▶ REQUEST 1:
Before the concert review and the listing, write down the songs the concert review names as up-tempo breaks.
▶ REQUEST 2:
Carry on the concert review from the point where it stops, ahead of the listing.

▶ PASSAGE GIVEN:
···

Monday, October 13, 2014

Mary Chapin Carpenter with Tifft Merritt October 12, 2014

Mary Chapin Carpenter at Cerritos: a rare privilege
                                               By Glen Creason

     For at least the last twenty-five years Mary Chapin Carpenter has been one of America’s greatest singer-songwriters but has never gotten the acclaim she deserves in my opinion. As the years go by she keeps making excellent records comprised of very personal and memorable songs without too much fanfare.  Just having her at Cerritos was a coup for the Center but the show she put on made them all look better than good. In a long and satisfying Sunday evening performance she sang touching ballads, made witty banter and got the packed house up on its feet for a heartfelt standing ovation at the conclusion of her encore of “I Feel Lucky” which described all of us in attendance.
     At this show she opted to lean toward the introspective which was fine with most of the house who often had to dab at their eyes in beauties like “Why Walk When You Can Fly,” “This Shirt,” “Rhythm of the Blues” and the truly magnificent “Only a Dream” which seems to have been written to my own brother. Like the seasoned pro that she is there were up-tempo breaks like “Stones in the Road,” “Take My Chances” and a hard rocking “Hard Way” lead by the powerhouse guitar of John Doyle. Still, there were exceptional moments that demonstrated how Ms. Chapin Carpenter rises above good to great.  Few artists can announce a new song and win the crowd but her “Hand on My Back” received standing ovations and the story and song of “John Doe #24” had Kleenex pulled all over the house.  Despite the large hall, there was an intimacy that was palpable and expressed in little gems like “Transcendental Reunion” and “I Have a Need for Solitude” that just made the center sweetly cozy.

···

▶ ENTRIES SHOWN:
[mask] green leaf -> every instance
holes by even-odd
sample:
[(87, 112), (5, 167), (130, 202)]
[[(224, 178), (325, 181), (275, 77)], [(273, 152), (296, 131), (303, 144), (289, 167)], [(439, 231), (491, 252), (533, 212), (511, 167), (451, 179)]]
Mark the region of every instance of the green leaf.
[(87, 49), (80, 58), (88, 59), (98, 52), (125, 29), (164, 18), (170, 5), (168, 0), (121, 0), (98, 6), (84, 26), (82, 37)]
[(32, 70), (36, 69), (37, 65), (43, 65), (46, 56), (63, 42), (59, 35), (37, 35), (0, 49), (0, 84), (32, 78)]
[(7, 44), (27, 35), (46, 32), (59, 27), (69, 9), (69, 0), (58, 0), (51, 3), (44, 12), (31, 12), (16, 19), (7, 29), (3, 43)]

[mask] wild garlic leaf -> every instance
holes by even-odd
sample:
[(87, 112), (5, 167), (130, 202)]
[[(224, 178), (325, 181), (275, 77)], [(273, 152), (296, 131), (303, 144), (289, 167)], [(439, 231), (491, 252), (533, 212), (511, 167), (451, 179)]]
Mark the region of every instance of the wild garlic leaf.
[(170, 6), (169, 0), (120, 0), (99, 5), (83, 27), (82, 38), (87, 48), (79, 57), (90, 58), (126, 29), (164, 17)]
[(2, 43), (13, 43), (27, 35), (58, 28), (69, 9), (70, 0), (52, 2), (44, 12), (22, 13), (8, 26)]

···

▶ TASK RESPONSE 1:
"Stones in the Road," "Take My Chances," "Hard Way"

▶ TASK RESPONSE 2:
      The show was opened by one of music’s best kept secrets, the amazing singer-songwriter Tifft Merritt who in an economical half hour gave those new to her great talents something to think about. Songs like “Feel of the World,” “Feeling of Beauty” and the achingly beautiful “Travelling Alone” showed the power of her gifts. Her covers of Joni Mitchell’s “For Free” and Tom Waits “Train Song” never sounded better by anybody, even the originals.